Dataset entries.
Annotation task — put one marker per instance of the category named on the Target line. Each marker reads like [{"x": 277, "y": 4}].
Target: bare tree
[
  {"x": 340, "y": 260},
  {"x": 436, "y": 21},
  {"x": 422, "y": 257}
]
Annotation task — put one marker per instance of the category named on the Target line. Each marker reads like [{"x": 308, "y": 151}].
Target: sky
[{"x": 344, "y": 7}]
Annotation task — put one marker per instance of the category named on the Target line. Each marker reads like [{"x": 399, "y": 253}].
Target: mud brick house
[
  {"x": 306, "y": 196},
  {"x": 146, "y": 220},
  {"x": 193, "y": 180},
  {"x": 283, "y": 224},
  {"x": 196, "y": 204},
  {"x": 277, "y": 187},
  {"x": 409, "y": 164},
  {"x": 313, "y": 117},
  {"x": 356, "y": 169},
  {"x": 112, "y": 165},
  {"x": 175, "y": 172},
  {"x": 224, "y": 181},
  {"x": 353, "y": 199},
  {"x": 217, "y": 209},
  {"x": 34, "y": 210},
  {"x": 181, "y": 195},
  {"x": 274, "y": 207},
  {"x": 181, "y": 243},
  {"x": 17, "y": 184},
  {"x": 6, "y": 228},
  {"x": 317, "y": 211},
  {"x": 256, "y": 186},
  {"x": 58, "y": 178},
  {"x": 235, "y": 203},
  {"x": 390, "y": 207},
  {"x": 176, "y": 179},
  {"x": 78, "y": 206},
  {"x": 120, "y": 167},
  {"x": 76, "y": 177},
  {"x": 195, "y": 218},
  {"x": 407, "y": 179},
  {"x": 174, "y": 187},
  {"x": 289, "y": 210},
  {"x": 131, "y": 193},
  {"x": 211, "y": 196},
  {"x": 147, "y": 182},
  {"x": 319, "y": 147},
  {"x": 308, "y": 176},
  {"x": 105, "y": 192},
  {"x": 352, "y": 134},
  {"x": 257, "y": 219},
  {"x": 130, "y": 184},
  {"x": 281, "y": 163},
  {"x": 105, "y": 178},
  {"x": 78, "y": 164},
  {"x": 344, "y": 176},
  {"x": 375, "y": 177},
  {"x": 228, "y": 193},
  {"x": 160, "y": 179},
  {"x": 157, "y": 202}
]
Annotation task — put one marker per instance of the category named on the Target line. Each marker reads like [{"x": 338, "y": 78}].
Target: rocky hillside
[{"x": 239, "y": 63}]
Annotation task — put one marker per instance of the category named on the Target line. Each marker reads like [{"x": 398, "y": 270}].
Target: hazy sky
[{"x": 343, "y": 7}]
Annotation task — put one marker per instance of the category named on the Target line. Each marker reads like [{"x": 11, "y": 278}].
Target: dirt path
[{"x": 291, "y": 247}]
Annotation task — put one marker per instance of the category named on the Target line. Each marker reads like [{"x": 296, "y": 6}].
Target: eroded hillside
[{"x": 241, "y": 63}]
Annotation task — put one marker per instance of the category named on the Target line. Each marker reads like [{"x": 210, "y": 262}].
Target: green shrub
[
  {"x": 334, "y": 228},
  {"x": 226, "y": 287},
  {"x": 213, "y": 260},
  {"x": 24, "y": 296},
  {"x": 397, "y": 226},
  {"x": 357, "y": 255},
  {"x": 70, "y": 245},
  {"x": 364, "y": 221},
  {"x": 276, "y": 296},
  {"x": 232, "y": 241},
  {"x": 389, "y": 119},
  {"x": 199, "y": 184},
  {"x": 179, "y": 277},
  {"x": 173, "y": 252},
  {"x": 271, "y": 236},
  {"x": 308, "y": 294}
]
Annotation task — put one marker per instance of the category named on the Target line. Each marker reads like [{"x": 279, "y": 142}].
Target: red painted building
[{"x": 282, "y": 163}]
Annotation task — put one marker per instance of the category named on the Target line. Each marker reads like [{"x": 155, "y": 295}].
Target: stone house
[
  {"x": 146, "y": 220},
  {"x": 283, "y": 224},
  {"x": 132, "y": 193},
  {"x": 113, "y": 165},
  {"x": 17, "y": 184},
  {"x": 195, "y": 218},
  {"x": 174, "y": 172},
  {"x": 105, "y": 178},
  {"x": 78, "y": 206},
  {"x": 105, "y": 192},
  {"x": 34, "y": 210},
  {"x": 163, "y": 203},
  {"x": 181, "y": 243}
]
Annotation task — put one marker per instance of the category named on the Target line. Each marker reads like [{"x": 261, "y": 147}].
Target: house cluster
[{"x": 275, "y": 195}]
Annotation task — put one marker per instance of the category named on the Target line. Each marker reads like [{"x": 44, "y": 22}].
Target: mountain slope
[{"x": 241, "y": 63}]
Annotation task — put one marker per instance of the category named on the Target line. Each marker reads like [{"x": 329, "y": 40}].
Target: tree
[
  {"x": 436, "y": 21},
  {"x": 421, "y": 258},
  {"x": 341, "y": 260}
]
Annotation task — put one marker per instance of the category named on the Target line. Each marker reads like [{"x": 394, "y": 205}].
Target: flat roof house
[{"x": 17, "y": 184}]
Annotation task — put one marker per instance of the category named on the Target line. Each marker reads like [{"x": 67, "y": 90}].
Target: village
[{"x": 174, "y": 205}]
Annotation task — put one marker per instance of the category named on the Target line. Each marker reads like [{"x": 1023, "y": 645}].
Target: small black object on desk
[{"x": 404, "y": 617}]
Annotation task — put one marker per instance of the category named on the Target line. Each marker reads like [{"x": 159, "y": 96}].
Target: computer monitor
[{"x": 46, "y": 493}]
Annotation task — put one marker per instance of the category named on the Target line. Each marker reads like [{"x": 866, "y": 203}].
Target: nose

Problem to work on. All of the data above should be reproduced exactly.

Output below.
Annotation task — put one marker per instance of the category named on the Target line. Each marker reads like [{"x": 277, "y": 4}].
Target: bare tree
[
  {"x": 340, "y": 260},
  {"x": 436, "y": 21},
  {"x": 422, "y": 257}
]
Annotation task — put one marker per instance of the category named on the Target line. Each marker reads like [{"x": 308, "y": 151}].
Target: sky
[{"x": 344, "y": 7}]
Annotation task — put one marker per instance of the category named on the Target line. Each marker reads like [{"x": 399, "y": 253}].
Target: mud brick house
[
  {"x": 306, "y": 196},
  {"x": 146, "y": 220},
  {"x": 193, "y": 180},
  {"x": 283, "y": 224},
  {"x": 196, "y": 204},
  {"x": 277, "y": 187},
  {"x": 409, "y": 164},
  {"x": 313, "y": 117},
  {"x": 356, "y": 169},
  {"x": 112, "y": 165},
  {"x": 175, "y": 172},
  {"x": 224, "y": 181},
  {"x": 353, "y": 199},
  {"x": 217, "y": 209},
  {"x": 34, "y": 210},
  {"x": 181, "y": 195},
  {"x": 274, "y": 207},
  {"x": 181, "y": 243},
  {"x": 17, "y": 184},
  {"x": 6, "y": 228},
  {"x": 317, "y": 211},
  {"x": 256, "y": 186},
  {"x": 58, "y": 178},
  {"x": 235, "y": 203},
  {"x": 390, "y": 207},
  {"x": 176, "y": 179},
  {"x": 78, "y": 206},
  {"x": 120, "y": 167},
  {"x": 76, "y": 177},
  {"x": 195, "y": 218},
  {"x": 407, "y": 179},
  {"x": 174, "y": 187},
  {"x": 289, "y": 210},
  {"x": 131, "y": 193},
  {"x": 211, "y": 196},
  {"x": 147, "y": 182},
  {"x": 319, "y": 147},
  {"x": 308, "y": 176},
  {"x": 105, "y": 192},
  {"x": 352, "y": 134},
  {"x": 257, "y": 219},
  {"x": 130, "y": 184},
  {"x": 281, "y": 163},
  {"x": 105, "y": 178},
  {"x": 78, "y": 164},
  {"x": 344, "y": 176},
  {"x": 375, "y": 177},
  {"x": 228, "y": 193},
  {"x": 160, "y": 179},
  {"x": 157, "y": 202}
]
Annotation task — put one marker per instance of the category named on the Target line. Each marker reads like [{"x": 338, "y": 78}].
Target: rocky hillside
[{"x": 239, "y": 63}]
Annotation task — put one marker per instance of the category named on the Target line. Each marker reads like [{"x": 398, "y": 270}].
Target: hazy sky
[{"x": 343, "y": 7}]
Annotation task — put one marker per instance of the category named on the Target line. Each marker reads like [{"x": 11, "y": 278}].
Target: dirt path
[{"x": 291, "y": 247}]
Annotation task — put one marker per instance of the category named on the Target line. Each marker reads like [{"x": 296, "y": 6}].
Target: eroded hillside
[{"x": 241, "y": 63}]
Annotation task — put one marker per instance of the category named on the Target line. Each marker reads like [{"x": 210, "y": 262}].
Target: green shrub
[
  {"x": 334, "y": 228},
  {"x": 226, "y": 287},
  {"x": 213, "y": 260},
  {"x": 24, "y": 296},
  {"x": 397, "y": 226},
  {"x": 357, "y": 255},
  {"x": 70, "y": 245},
  {"x": 364, "y": 221},
  {"x": 276, "y": 296},
  {"x": 232, "y": 241},
  {"x": 389, "y": 119},
  {"x": 199, "y": 184},
  {"x": 179, "y": 277},
  {"x": 173, "y": 252},
  {"x": 271, "y": 236},
  {"x": 308, "y": 294}
]
Annotation task — put one marker per instance of the category named on the Target line. Each marker reads like [{"x": 279, "y": 142}].
Target: red painted building
[{"x": 282, "y": 163}]
Annotation task — put one marker per instance of the category named on the Target line. Each marker reads like [{"x": 155, "y": 295}].
Target: stone house
[
  {"x": 146, "y": 220},
  {"x": 283, "y": 224},
  {"x": 132, "y": 193},
  {"x": 113, "y": 165},
  {"x": 17, "y": 184},
  {"x": 195, "y": 218},
  {"x": 174, "y": 172},
  {"x": 105, "y": 178},
  {"x": 78, "y": 206},
  {"x": 105, "y": 192},
  {"x": 34, "y": 210},
  {"x": 163, "y": 203},
  {"x": 181, "y": 243}
]
Annotation task — put one marker per instance of the category named on the Target line. Each marker reads like [{"x": 261, "y": 147}].
Target: house cluster
[{"x": 275, "y": 195}]
Annotation task — put one marker per instance of the category named on the Target line. Each marker reads like [{"x": 44, "y": 22}].
Target: mountain slope
[{"x": 241, "y": 63}]
Annotation task — put one marker per instance of the category named on the Target line. Each marker reads like [{"x": 329, "y": 40}].
Target: tree
[
  {"x": 436, "y": 21},
  {"x": 421, "y": 258},
  {"x": 341, "y": 260}
]
Annotation task — put one marker per instance of the category named on the Target line. Each marker reads like [{"x": 394, "y": 205}].
Target: flat roof house
[{"x": 17, "y": 184}]
Annotation task — put one marker per instance of the category named on the Target line. Each marker reads like [{"x": 67, "y": 90}].
Target: village
[{"x": 174, "y": 205}]
Annotation task — put one marker per instance of the category named on the Target line. Each marker reads like [{"x": 1023, "y": 645}].
Target: small black object on desk
[{"x": 404, "y": 617}]
Annotation task — put one marker per instance of the category named on the Target line. Each marker reads like [{"x": 159, "y": 96}].
Target: computer monitor
[{"x": 46, "y": 493}]
Annotation task — put one marker per instance of the category named on the Target line. Each marker reads like [{"x": 866, "y": 203}].
Target: nose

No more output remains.